Each record is to be given again without alteration.

*** Excerpted records

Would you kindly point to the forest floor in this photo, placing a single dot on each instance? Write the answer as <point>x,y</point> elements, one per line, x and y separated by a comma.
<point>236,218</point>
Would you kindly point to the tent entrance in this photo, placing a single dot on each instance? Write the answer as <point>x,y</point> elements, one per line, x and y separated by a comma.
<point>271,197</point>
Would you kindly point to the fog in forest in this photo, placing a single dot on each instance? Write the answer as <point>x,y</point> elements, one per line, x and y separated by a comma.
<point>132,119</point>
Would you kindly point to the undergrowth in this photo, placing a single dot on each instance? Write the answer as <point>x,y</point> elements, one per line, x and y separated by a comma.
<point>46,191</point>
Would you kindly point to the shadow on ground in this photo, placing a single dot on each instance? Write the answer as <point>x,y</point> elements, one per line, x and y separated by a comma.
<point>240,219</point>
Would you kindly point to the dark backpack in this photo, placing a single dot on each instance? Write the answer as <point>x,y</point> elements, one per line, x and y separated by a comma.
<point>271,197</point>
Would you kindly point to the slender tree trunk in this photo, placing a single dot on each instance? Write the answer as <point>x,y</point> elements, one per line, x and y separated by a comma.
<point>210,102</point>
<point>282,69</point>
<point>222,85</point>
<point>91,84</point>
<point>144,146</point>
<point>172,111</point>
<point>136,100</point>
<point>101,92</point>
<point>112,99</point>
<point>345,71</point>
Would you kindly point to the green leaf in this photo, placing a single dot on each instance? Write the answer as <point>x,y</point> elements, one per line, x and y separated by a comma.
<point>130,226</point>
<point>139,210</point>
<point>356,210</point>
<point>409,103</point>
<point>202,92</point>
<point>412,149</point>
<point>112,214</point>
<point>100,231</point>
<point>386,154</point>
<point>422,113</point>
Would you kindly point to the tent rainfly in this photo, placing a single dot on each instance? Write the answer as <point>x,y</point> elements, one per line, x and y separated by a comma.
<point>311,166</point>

******

Answer section:
Would you kindly point to the forest floor in this photo, placing a single dot on each instance? Write the answer as <point>x,y</point> elements, one per line, x and y separated by a comma.
<point>236,218</point>
Would you kindly point to the tent entrance in this photo, placing a single dot on each instance? Write the answer as <point>x,y</point> elements, one per line, x and y separated by a comma.
<point>271,197</point>
Would you kindly point to the fog in forest in this photo, placing a single dot on each instance? Write the answer as <point>x,y</point> elements, one per line, x and y separated by a comma.
<point>132,119</point>
Would you kindly point to the undergrowth in this photo, placing a single dot on each instance? Write the answer as <point>x,y</point> elements, one per line, x and y separated by a comma.
<point>46,191</point>
Would you kindly point to the shadow on ground in this photo, placing a single dot on each instance? Write the answer as <point>x,y</point> elements, one per line, x and y separated by a comma.
<point>240,219</point>
Would you kindly point to the dark backpack in this photo, placing a single dot on each instance? Write the answer as <point>x,y</point> elements, one per line, x and y separated by a comma.
<point>271,197</point>
Would you kindly point to the slender tree trunk in this photo, placing a single dot on each instance? Write the answer as <point>x,y</point> elements, one per line, x and y separated by a comma.
<point>210,102</point>
<point>282,69</point>
<point>222,85</point>
<point>91,84</point>
<point>144,146</point>
<point>172,111</point>
<point>136,100</point>
<point>101,92</point>
<point>112,99</point>
<point>345,71</point>
Would you kindly point to the green leaf in this photo, placing a single dot on each instance? Write the answer as <point>x,y</point> elements, one per line, x and y separated by a comma.
<point>130,226</point>
<point>139,210</point>
<point>356,210</point>
<point>409,103</point>
<point>202,92</point>
<point>412,149</point>
<point>112,214</point>
<point>100,231</point>
<point>386,154</point>
<point>422,113</point>
Would you kindly point to the tent rainfly in this photo, placing a single dot on each instance? Write the answer as <point>x,y</point> elements, one per line, x and y separated by a comma.
<point>311,166</point>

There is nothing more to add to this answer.